Dataset records about object locations:
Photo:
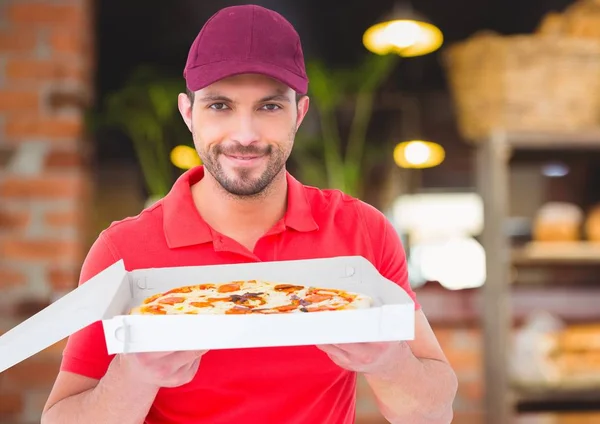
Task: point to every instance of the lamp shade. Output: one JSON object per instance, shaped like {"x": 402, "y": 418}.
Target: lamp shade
{"x": 403, "y": 32}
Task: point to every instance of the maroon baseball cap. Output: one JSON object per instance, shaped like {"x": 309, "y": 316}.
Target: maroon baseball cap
{"x": 246, "y": 39}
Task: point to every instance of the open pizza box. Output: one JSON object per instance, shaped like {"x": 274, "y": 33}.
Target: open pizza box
{"x": 109, "y": 296}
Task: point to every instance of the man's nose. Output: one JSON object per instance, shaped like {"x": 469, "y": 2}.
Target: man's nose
{"x": 246, "y": 131}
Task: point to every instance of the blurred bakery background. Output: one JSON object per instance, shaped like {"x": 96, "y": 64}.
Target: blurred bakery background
{"x": 475, "y": 126}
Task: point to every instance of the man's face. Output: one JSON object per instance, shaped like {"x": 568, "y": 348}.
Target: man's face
{"x": 243, "y": 129}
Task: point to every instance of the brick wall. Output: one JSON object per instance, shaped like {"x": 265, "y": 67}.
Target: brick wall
{"x": 46, "y": 63}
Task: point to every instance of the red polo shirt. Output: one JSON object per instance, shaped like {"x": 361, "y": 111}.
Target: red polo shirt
{"x": 289, "y": 385}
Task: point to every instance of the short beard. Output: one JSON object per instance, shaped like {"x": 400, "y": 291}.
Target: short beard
{"x": 242, "y": 187}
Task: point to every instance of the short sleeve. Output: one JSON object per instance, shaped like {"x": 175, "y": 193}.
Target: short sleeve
{"x": 85, "y": 353}
{"x": 388, "y": 251}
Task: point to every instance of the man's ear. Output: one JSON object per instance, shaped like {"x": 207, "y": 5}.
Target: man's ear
{"x": 184, "y": 103}
{"x": 303, "y": 104}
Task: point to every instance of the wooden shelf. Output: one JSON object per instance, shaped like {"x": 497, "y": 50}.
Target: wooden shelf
{"x": 560, "y": 253}
{"x": 580, "y": 140}
{"x": 549, "y": 397}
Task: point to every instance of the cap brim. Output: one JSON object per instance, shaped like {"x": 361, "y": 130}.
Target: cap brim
{"x": 205, "y": 75}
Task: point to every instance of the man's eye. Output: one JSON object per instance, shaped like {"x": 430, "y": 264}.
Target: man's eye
{"x": 271, "y": 107}
{"x": 218, "y": 106}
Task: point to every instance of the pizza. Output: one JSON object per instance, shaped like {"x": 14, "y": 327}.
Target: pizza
{"x": 250, "y": 297}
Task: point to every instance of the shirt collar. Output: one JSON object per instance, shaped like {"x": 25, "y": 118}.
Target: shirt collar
{"x": 183, "y": 225}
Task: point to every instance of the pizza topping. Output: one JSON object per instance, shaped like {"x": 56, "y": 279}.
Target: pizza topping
{"x": 301, "y": 301}
{"x": 247, "y": 297}
{"x": 228, "y": 288}
{"x": 286, "y": 308}
{"x": 316, "y": 298}
{"x": 201, "y": 304}
{"x": 172, "y": 300}
{"x": 152, "y": 298}
{"x": 287, "y": 288}
{"x": 156, "y": 309}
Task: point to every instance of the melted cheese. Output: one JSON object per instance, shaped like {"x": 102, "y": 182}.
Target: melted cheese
{"x": 269, "y": 299}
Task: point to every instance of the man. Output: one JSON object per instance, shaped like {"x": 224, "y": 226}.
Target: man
{"x": 247, "y": 84}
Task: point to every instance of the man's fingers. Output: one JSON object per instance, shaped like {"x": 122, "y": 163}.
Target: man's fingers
{"x": 335, "y": 352}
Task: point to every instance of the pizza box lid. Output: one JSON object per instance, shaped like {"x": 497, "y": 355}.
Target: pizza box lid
{"x": 110, "y": 294}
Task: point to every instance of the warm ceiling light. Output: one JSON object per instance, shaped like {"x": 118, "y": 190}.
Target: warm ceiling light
{"x": 418, "y": 154}
{"x": 403, "y": 32}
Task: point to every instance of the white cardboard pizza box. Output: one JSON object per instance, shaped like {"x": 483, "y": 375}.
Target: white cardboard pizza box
{"x": 109, "y": 295}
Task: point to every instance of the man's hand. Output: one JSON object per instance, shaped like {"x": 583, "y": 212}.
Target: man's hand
{"x": 377, "y": 359}
{"x": 161, "y": 369}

■ INSTRUCTION
Quote the data exactly, leaving every image out of the copy.

■ REPLY
Photo:
Task: point to every instance of the lamp shade. Output: one JSON object per instance, shaped like {"x": 402, "y": 418}.
Target: lamp shade
{"x": 403, "y": 32}
Task: point to every instance of the maroon baseball cap. Output: one JSON object per instance, shaped like {"x": 309, "y": 316}.
Target: maroon baseball cap
{"x": 246, "y": 39}
Task: point to every instance of the open pizza box. Output: one JSON object per instance, shaped like {"x": 274, "y": 33}.
Target: open pizza box
{"x": 109, "y": 296}
Task: point to every instance of the man's nose. Output: one JSON object per instance, shaped like {"x": 469, "y": 2}.
Target: man's nose
{"x": 246, "y": 131}
Task: point to every instance of the blurred bakery background. Output: one JSON object per instance, shaped like {"x": 96, "y": 64}.
Target: blurred bakery background
{"x": 475, "y": 126}
Task: point to every instance of the man's face. Output: one JSON object per instance, shaped like {"x": 568, "y": 348}.
Target: man's face
{"x": 243, "y": 129}
Task: point to every instance of the brick wall. Output: one JSON object per instance, shaped like {"x": 265, "y": 67}.
Target: brick wall
{"x": 46, "y": 63}
Task: point to every instance of the red polo shirt. Output: one JSON object per instance, shaped like {"x": 361, "y": 111}.
Target: red polo shirt
{"x": 289, "y": 385}
Task: point to every instance of the short beard. Output: one JSON object per instance, shaped like {"x": 400, "y": 291}.
Target: short beard
{"x": 242, "y": 187}
Task: point to every instance of the short sleeve. Output: one JSON object per instance, shaped like {"x": 175, "y": 193}.
Target: short sleeve
{"x": 85, "y": 353}
{"x": 388, "y": 251}
Task: point to every instance of the man's ear. Output: one JSON object per instance, shaped like {"x": 207, "y": 5}.
Target: man's ear
{"x": 184, "y": 103}
{"x": 303, "y": 104}
Task: point to every instance of the wooden shelf. Output: one JSON object per instance, shaped like {"x": 497, "y": 50}.
Target: wooden shelf
{"x": 560, "y": 253}
{"x": 580, "y": 140}
{"x": 549, "y": 397}
Task: point to every instance of the cap brim. Output: one JSON object per instance, shaped like {"x": 361, "y": 130}.
Target: cap brim
{"x": 205, "y": 75}
Task: point to every instance of the man's eye. Output: one JSON object per instance, shaped like {"x": 430, "y": 264}.
Target: man's eye
{"x": 271, "y": 107}
{"x": 218, "y": 106}
Task: point to every instance of the pizza. Output: one JSON object per instance, shaped like {"x": 14, "y": 327}.
Target: pizza
{"x": 250, "y": 297}
Task: point to every instance of the shirt collar. Output: one JSON object per instance, shaped like {"x": 25, "y": 118}.
Target: shirt collar
{"x": 183, "y": 225}
Task: point to every instance of the pizza topping. Output: one JSON object per instance, shaped like {"x": 56, "y": 279}.
Target: pizza topping
{"x": 301, "y": 301}
{"x": 247, "y": 297}
{"x": 228, "y": 288}
{"x": 286, "y": 308}
{"x": 316, "y": 298}
{"x": 201, "y": 304}
{"x": 172, "y": 300}
{"x": 152, "y": 298}
{"x": 287, "y": 288}
{"x": 156, "y": 309}
Task: point to every instance of the melted cheese. Output: one JSON object per instance, shaped like {"x": 102, "y": 182}.
Target: melted cheese
{"x": 269, "y": 299}
Task: point to every instance of the man. Output: one JSON object per instance, shaped like {"x": 224, "y": 226}.
Target: man
{"x": 247, "y": 84}
Task: point to every instance of the man's fingers. Output: one JSON object per instance, shaped like {"x": 122, "y": 163}.
Target: man's fingers
{"x": 335, "y": 352}
Task: point to every instance of the pizza box lid. Output: one JSON object per instance, shaped like {"x": 497, "y": 355}.
Target: pizza box lid
{"x": 110, "y": 294}
Task: point to every instance of the warm ceiling light. Output: one JSON object per instance, shaped like {"x": 118, "y": 190}.
Target: warm ceiling light
{"x": 418, "y": 154}
{"x": 403, "y": 32}
Task: point to every instance of the white cardboard pizza box. Output: one JSON object per instance, shaped like {"x": 483, "y": 375}.
Target: white cardboard pizza box
{"x": 109, "y": 295}
Task: point to every instance of the man's hand. Output: one JSON object per instance, shaped like {"x": 583, "y": 212}.
Target: man's hand
{"x": 377, "y": 359}
{"x": 161, "y": 369}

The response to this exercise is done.